--- BEGIN GIVEN DATA ---

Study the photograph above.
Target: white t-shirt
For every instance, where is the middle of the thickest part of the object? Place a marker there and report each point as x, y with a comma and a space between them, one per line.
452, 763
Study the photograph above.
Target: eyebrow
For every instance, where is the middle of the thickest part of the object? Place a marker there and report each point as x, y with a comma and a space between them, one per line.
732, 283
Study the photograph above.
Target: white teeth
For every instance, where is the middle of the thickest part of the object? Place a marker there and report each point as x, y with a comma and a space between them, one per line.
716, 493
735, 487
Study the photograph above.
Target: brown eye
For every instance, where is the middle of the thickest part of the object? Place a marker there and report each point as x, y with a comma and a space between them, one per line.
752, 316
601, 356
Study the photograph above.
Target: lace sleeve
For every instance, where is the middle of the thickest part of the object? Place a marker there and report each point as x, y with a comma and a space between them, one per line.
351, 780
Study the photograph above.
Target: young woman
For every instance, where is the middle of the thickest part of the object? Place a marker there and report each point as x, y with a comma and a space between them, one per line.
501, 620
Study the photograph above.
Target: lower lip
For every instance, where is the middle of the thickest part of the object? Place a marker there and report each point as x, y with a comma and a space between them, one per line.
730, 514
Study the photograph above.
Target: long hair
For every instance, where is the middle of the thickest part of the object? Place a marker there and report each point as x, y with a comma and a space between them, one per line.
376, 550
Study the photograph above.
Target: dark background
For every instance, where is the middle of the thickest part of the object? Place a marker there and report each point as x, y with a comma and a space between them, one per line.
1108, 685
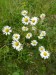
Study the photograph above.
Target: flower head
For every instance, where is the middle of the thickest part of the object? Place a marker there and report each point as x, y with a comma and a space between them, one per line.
45, 54
25, 20
17, 45
33, 28
24, 28
29, 35
40, 37
16, 37
42, 16
34, 42
6, 30
34, 21
42, 33
24, 12
41, 48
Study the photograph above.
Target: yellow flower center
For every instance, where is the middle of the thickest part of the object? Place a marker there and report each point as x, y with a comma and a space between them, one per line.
16, 43
7, 30
45, 54
33, 21
24, 12
34, 42
26, 19
16, 36
29, 35
41, 49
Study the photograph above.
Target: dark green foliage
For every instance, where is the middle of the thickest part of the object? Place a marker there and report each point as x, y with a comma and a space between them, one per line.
27, 61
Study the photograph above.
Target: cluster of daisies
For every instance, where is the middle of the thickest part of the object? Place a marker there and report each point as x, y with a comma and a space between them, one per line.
26, 20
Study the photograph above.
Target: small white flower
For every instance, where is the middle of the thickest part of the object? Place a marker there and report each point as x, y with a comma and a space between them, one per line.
34, 42
29, 35
41, 49
34, 28
42, 16
24, 28
16, 37
45, 54
43, 33
24, 12
17, 45
34, 21
25, 20
6, 30
40, 37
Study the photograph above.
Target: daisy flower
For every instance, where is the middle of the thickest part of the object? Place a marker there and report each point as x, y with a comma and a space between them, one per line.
16, 37
45, 54
43, 33
25, 20
17, 45
24, 12
33, 28
40, 37
29, 35
34, 21
24, 28
6, 30
41, 48
42, 16
34, 42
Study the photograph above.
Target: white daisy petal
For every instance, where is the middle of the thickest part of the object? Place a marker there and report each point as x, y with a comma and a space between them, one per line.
7, 30
24, 12
29, 35
42, 16
17, 45
34, 21
40, 37
34, 42
24, 28
25, 20
43, 33
41, 48
45, 54
16, 37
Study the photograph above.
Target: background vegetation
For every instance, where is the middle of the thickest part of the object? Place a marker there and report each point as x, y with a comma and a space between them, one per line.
27, 62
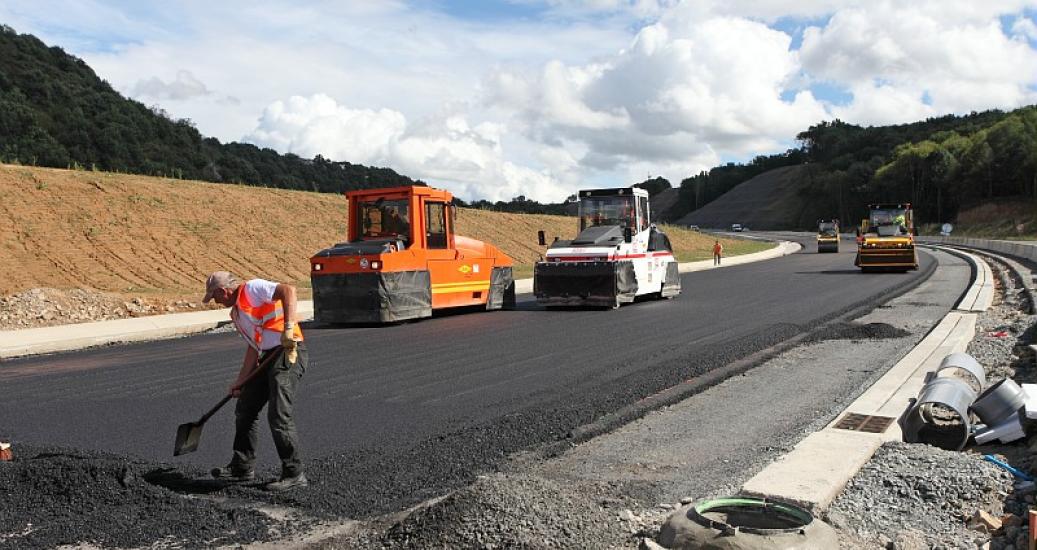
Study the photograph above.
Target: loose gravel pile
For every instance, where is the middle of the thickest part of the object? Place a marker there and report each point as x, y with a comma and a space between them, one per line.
47, 307
917, 496
53, 496
919, 493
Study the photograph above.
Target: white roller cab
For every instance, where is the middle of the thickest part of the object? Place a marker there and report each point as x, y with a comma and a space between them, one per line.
617, 256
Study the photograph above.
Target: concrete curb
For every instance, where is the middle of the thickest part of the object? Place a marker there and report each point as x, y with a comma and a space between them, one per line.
979, 297
1026, 249
68, 337
818, 468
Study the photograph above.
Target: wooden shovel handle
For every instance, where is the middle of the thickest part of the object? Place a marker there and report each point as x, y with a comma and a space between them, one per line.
255, 373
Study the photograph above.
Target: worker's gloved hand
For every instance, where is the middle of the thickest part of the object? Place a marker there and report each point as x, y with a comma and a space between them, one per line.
289, 344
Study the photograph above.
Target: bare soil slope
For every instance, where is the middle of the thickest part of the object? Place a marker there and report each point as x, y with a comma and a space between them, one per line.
144, 245
767, 201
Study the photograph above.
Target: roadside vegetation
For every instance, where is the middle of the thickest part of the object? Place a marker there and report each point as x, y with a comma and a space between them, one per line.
141, 236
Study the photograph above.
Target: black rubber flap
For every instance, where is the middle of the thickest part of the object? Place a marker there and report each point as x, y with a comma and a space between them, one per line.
594, 283
371, 297
671, 285
502, 289
657, 241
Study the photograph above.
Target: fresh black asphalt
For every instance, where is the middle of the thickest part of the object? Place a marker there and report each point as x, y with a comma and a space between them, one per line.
390, 416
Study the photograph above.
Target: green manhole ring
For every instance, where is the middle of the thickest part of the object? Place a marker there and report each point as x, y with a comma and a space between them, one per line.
751, 515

--- END GIVEN DATA ---

- **PROBLEM DESCRIPTION**
Which lines in the data above contain the word "black"? Pick out each of those lines in full. Case counts.

- **CORRECT RESPONSE**
Target: black rubber flap
Target: fresh black asphalt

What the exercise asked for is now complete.